● **Aim**
Rewrite each line of the data below as one string in a JSON list, leaving out blank lines.

:: Extracted information

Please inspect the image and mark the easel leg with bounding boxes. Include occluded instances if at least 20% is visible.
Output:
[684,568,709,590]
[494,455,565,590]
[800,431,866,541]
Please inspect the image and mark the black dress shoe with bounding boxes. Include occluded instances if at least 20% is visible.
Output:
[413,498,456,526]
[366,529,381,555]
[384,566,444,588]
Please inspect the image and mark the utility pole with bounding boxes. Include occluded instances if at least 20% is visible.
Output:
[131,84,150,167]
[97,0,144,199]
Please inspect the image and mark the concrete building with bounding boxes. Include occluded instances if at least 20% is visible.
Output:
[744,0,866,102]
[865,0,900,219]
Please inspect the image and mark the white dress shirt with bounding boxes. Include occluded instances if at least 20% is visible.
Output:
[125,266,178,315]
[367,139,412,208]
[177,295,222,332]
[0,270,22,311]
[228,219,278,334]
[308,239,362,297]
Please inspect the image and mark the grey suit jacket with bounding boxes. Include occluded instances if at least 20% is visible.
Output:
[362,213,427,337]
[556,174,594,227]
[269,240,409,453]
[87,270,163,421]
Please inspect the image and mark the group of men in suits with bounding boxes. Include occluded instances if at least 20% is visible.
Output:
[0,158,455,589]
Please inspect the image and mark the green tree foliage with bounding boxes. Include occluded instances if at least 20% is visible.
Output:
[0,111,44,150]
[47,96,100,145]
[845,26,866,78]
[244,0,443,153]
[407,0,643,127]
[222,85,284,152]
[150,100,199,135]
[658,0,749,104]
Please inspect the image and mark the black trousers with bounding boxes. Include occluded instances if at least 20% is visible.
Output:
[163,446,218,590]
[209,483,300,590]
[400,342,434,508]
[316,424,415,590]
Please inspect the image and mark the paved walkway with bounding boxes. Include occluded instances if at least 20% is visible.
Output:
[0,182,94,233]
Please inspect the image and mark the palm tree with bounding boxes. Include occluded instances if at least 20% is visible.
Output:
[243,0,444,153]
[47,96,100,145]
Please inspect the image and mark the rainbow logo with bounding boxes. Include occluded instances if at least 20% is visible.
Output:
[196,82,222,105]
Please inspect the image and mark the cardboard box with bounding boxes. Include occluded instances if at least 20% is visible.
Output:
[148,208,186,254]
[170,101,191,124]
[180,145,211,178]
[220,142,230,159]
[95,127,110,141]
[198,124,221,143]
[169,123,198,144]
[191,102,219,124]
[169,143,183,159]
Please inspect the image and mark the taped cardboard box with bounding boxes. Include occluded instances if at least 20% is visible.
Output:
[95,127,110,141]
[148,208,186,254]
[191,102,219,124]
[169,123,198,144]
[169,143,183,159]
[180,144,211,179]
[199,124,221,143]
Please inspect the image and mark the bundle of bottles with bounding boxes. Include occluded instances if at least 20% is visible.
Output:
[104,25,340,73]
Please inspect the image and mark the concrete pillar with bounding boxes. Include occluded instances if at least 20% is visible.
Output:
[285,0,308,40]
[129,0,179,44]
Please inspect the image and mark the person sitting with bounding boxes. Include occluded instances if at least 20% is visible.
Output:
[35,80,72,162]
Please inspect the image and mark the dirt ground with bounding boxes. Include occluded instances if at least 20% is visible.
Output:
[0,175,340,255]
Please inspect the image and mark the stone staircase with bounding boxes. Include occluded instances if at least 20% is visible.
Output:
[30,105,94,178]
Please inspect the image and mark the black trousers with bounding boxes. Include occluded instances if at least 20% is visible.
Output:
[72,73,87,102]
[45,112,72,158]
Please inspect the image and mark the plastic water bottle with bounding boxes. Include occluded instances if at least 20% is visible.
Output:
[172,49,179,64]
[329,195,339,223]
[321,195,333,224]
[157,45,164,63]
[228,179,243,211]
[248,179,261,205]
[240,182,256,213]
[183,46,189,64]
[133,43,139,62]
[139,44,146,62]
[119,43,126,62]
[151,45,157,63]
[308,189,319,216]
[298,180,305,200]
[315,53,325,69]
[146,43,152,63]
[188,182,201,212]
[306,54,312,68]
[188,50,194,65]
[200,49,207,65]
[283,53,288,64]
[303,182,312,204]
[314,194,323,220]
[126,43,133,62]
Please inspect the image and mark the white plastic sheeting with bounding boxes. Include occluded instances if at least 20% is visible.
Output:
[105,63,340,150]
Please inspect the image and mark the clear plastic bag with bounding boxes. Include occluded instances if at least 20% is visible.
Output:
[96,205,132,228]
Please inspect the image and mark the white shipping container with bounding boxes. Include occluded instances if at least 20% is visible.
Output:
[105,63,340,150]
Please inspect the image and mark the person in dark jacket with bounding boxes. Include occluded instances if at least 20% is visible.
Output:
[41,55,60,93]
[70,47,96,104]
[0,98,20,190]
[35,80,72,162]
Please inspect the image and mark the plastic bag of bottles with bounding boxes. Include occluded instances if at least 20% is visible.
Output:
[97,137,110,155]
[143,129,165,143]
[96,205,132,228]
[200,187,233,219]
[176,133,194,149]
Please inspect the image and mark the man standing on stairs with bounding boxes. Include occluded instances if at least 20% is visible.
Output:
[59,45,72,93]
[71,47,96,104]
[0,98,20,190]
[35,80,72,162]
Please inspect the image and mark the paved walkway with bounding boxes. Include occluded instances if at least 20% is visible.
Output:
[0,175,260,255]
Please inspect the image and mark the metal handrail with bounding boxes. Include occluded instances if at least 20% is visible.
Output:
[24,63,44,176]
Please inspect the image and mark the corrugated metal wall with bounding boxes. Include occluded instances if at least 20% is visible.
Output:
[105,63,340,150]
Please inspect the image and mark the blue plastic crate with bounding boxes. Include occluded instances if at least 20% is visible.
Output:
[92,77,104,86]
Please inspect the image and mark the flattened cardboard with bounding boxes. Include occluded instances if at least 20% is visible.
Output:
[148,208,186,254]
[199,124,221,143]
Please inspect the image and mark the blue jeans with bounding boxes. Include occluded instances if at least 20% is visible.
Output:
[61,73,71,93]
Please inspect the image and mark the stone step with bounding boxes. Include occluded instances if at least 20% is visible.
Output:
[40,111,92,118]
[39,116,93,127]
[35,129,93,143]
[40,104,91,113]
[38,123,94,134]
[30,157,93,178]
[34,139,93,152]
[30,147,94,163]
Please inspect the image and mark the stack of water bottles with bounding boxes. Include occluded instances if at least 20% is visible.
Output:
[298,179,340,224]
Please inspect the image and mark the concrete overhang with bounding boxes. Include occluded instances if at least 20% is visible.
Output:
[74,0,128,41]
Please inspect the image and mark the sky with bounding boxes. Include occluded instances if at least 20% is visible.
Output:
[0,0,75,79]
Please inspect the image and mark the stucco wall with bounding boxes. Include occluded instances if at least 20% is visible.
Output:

::::

● **Task result**
[
  "Please inspect the image and mark the easel leg with bounding boxes. Include occluded instances if at least 20% is visible.",
  "Output:",
  "[684,568,709,590]",
  "[494,455,565,590]",
  "[800,431,866,541]",
  "Please inspect the image and mark the black dress shoe with bounding boxes. Include occluded instances if at least 20% is visible.",
  "Output:",
  "[413,498,456,526]",
  "[366,529,381,555]",
  "[384,566,444,588]",
  "Please inspect the image and mark the utility pole with bounding boxes. Include occluded instances if at least 20% is visible.",
  "Output:",
  "[131,84,150,167]",
  "[97,0,144,199]",
  "Please inspect the image and mark the concrete building with bounding boxes. Include occluded instances if at least 20% is visible.",
  "Output:",
  "[744,0,866,102]",
  "[865,0,900,219]",
  "Please inspect the image and mark the white dress shirt with bounding boxes. Include occluded instances if at least 20% is visible.",
  "Output:",
  "[125,266,178,315]",
  "[367,139,412,208]",
  "[177,295,222,332]",
  "[0,270,22,311]",
  "[228,219,278,334]",
  "[308,239,362,297]",
  "Please inspect the image and mark the grey suit jacket with bounding boxes. Include occluded instances if at least 20% is visible.",
  "Output:",
  "[362,213,427,337]",
  "[556,174,594,227]",
  "[269,240,409,453]",
  "[87,270,163,421]",
  "Please inspect the image and mark the group of men in suits with bounding boxes. Include occluded instances if at least 20% is visible.",
  "Output:",
  "[0,158,455,589]",
  "Please inspect the image and mark the green tree foliage with bounding boxes. Include occluded instances if at least 20% is visible.",
  "Output:",
  "[0,111,44,150]",
  "[47,96,100,145]",
  "[845,26,866,78]",
  "[244,0,443,153]",
  "[407,0,643,127]",
  "[222,85,284,152]",
  "[150,100,199,135]",
  "[658,0,749,104]",
  "Please inspect the image and mark the black trousers with bounding boxes. Include occluded instances if at least 20% is visible.",
  "Output:",
  "[163,446,218,590]",
  "[209,483,300,590]",
  "[400,342,434,508]",
  "[316,424,415,590]",
  "Please inspect the image and mark the paved walkway with bounding boxes. Include occluded instances if at least 20% is visible.",
  "Output:",
  "[0,182,94,233]",
  "Please inspect the image and mark the palm tree with bounding boxes. Include occluded instances if at least 20% is visible.",
  "Output:",
  "[243,0,444,153]",
  "[47,96,100,145]",
  "Please inspect the image and mark the rainbow logo with bounding boxes. Include occluded instances if at least 20% is visible.",
  "Output:",
  "[196,82,222,105]",
  "Please inspect the image and mark the cardboard box with bounding boxes. Include occluded instances if at least 20% is visible.",
  "Output:",
  "[148,208,186,254]",
  "[170,101,191,124]",
  "[180,145,211,178]",
  "[220,142,230,159]",
  "[95,127,110,141]",
  "[198,124,221,143]",
  "[169,123,198,144]",
  "[191,102,219,124]",
  "[169,143,183,159]",
  "Please inspect the image and mark the taped cardboard box with bounding boxes. Include occluded instances if at least 20% is visible.",
  "Output:",
  "[95,127,110,141]",
  "[148,208,186,254]",
  "[191,102,219,124]",
  "[169,123,198,144]",
  "[169,143,183,159]",
  "[180,144,211,179]",
  "[199,124,221,143]",
  "Please inspect the image and mark the bundle of bottles with bounding boxes. Include occluded instances if at least 20% is visible.",
  "Output:",
  "[104,25,340,73]",
  "Please inspect the image and mark the concrete pillar with bounding boxes. Include occluded instances if at least 20% is visible.",
  "Output:",
  "[285,0,308,40]",
  "[129,0,179,44]",
  "Please inspect the image and mark the person sitting with bounding boxes. Include occluded instances if at least 20% is visible.",
  "Output:",
  "[35,80,72,162]",
  "Please inspect the image and mark the dirt ground with bounding boxes. Include occluded instances if at least 20% is visible.",
  "Output:",
  "[0,175,340,255]",
  "Please inspect the image and mark the stone staircase with bounding boxes. Include occluded instances if at least 20% is visible.",
  "Output:",
  "[30,105,94,178]",
  "Please inspect the image and mark the black trousers with bounding boxes. Include occluded instances if at least 20% is visible.",
  "Output:",
  "[72,73,87,102]",
  "[45,112,72,158]",
  "Please inspect the image and mark the plastic water bottle with bounding boxes. Include occluded instances if at least 20% is visible.",
  "Output:",
  "[172,49,179,64]",
  "[329,195,339,223]",
  "[321,195,333,224]",
  "[157,45,164,63]",
  "[228,179,243,211]",
  "[248,179,261,205]",
  "[240,182,256,213]",
  "[183,46,189,64]",
  "[133,43,139,62]",
  "[139,44,146,62]",
  "[119,43,126,62]",
  "[151,45,157,63]",
  "[308,189,319,216]",
  "[298,180,305,200]",
  "[315,53,325,69]",
  "[146,43,152,63]",
  "[188,182,201,212]",
  "[306,54,312,68]",
  "[188,50,194,65]",
  "[200,49,207,65]",
  "[283,53,288,64]",
  "[303,182,312,204]",
  "[314,194,323,220]",
  "[126,43,133,62]",
  "Please inspect the image and mark the white plastic sheeting with bounding boxes. Include occluded instances if at least 20% is visible.",
  "Output:",
  "[105,63,340,150]",
  "Please inspect the image and mark the clear plastic bag with bounding boxes. Include occluded instances if at least 20% is visible.",
  "Output:",
  "[96,205,132,228]",
  "Please inspect the image and mark the white shipping container with bounding boxes. Include occluded instances if at least 20% is visible.",
  "Output:",
  "[105,63,340,150]",
  "Please inspect the image and mark the person in dark jacket with bounding boxes. Include occluded instances if at least 20% is visible.",
  "Output:",
  "[41,55,60,93]",
  "[70,47,96,104]",
  "[0,98,20,190]",
  "[35,80,72,162]",
  "Please inspect the image and mark the plastic bag of bottles with bounding boxes. Include occluded instances if at least 20% is visible.",
  "Output:",
  "[97,137,110,155]",
  "[143,129,165,143]",
  "[96,205,132,228]",
  "[200,187,233,219]",
  "[176,133,194,149]",
  "Please inspect the image and mark the man standing on stairs with bounding boxes. Include occluded instances if at least 20% is visible.",
  "Output:",
  "[59,45,72,93]",
  "[71,47,96,104]",
  "[0,98,20,190]",
  "[35,80,72,162]",
  "Please inspect the image and mark the paved walkway with bounding boxes. Include occluded instances if at least 20% is visible.",
  "Output:",
  "[0,175,260,255]",
  "Please inspect the image and mark the metal handrail with bounding boxes. Include occluded instances if at least 20% is visible.",
  "Output:",
  "[24,63,44,176]",
  "Please inspect the image and mark the corrugated metal wall with bounding boxes. Include occluded instances if at least 20% is visible.",
  "Output:",
  "[105,63,340,150]",
  "Please inspect the image and mark the blue plastic crate with bounding boxes. Include occluded instances if at least 20% is visible.",
  "Output:",
  "[92,77,104,86]",
  "Please inspect the image and mark the flattened cardboard with bounding boxes. Include occluded instances if at least 20% is visible.",
  "Output:",
  "[148,208,186,254]",
  "[199,124,221,143]",
  "Please inspect the image and mark the blue jeans with bounding boxes. Include occluded instances if at least 20% is visible.",
  "Output:",
  "[61,73,71,93]",
  "Please inspect the image and mark the stone step with bounding boxes. Include occluded instances if at least 20% is visible.",
  "Output:",
  "[40,111,92,118]",
  "[39,116,93,127]",
  "[35,129,93,143]",
  "[40,104,91,113]",
  "[38,123,94,134]",
  "[30,157,93,178]",
  "[34,139,93,152]",
  "[30,147,94,163]",
  "Please inspect the image and mark the stack of water bottles with bounding boxes. Include occluded instances if at least 20% is visible.",
  "Output:",
  "[298,179,340,224]",
  "Please inspect the image and mark the concrete overhang with bounding boxes. Include occluded instances if at least 20% is visible.",
  "Output:",
  "[74,0,128,41]",
  "Please inspect the image and mark the sky with bounding boxes. Include occluded instances if at least 20% is visible.",
  "Output:",
  "[0,0,75,79]",
  "Please inspect the image and mark the stucco wall with bounding boxes. Include occluded instances if at least 20% is visible.",
  "Output:"
]